* **WHAT THE EXERCISE ASKS**: Retype the entries below exactly, dropping the images.

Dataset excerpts
------
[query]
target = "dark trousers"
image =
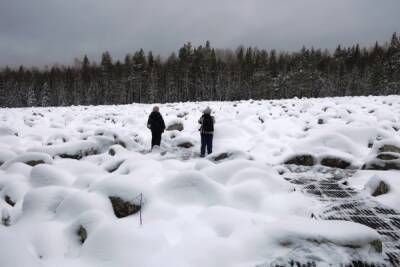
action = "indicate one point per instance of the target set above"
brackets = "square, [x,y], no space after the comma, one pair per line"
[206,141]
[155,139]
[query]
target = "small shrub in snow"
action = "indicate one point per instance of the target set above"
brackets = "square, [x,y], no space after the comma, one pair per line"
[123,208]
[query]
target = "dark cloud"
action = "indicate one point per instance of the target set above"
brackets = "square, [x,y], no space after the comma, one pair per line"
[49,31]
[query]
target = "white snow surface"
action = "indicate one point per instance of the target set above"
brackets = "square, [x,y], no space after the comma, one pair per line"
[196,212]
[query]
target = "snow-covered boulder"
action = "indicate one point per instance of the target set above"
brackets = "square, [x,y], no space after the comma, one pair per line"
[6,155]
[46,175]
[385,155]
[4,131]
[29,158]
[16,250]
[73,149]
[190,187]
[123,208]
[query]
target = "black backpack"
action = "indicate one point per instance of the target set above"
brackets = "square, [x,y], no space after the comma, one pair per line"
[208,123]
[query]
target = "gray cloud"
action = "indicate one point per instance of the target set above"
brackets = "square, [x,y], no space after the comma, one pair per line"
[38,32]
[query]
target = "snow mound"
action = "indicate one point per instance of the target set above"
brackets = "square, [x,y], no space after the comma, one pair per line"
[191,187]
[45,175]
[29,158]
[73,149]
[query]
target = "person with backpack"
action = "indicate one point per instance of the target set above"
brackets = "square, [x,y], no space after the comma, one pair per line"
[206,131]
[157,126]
------
* **TASK ANSWER**:
[query]
target = "dark trousers"
image =
action = "indicate one point per instance of the target set above"
brackets = "square, [x,y], no space after the comma, one pair per line"
[206,141]
[155,139]
[query]
target = "small shrub in snow"
action = "indicate one point per instance of the target set above"
brackets = "square, [x,y], no space after the comma, one pair per line"
[123,208]
[query]
target = "dark cloud"
action = "indicate one point per instance of the target set above"
brackets = "square, [x,y], no space after the comma, one pair per line"
[49,31]
[query]
target = "white snow surface"
action = "indicate one point per instance of the target set above"
brackets = "square, [x,y], no space after the comma, one pair per line"
[196,212]
[query]
target = "snow-covered boulder"
action = "indicate one point per instance of the target set above"
brackets = "square, [x,y], no space after the comma, one pair per line"
[6,155]
[46,175]
[385,155]
[4,131]
[29,158]
[16,250]
[73,149]
[190,187]
[123,208]
[query]
target = "black backpack"
action = "indicate one point per instance of the target set above"
brackets = "square, [x,y], no space after the comma, one pair per line"
[208,123]
[query]
target = "gray cloud"
action = "indicate one point per instance of the target set above"
brackets = "square, [x,y], no space after the comma, one pair per line"
[38,32]
[query]
target = "snow mound"
action = "indicate one point per instance of the target set above"
brackets = "square, [x,y], no space after the comma, one pair per line"
[191,187]
[45,175]
[29,158]
[73,149]
[query]
target = "person with backpack"
action = "indicate one point per instance of the target set above"
brackets = "square, [x,y], no space after the comma, one pair per line"
[206,131]
[157,126]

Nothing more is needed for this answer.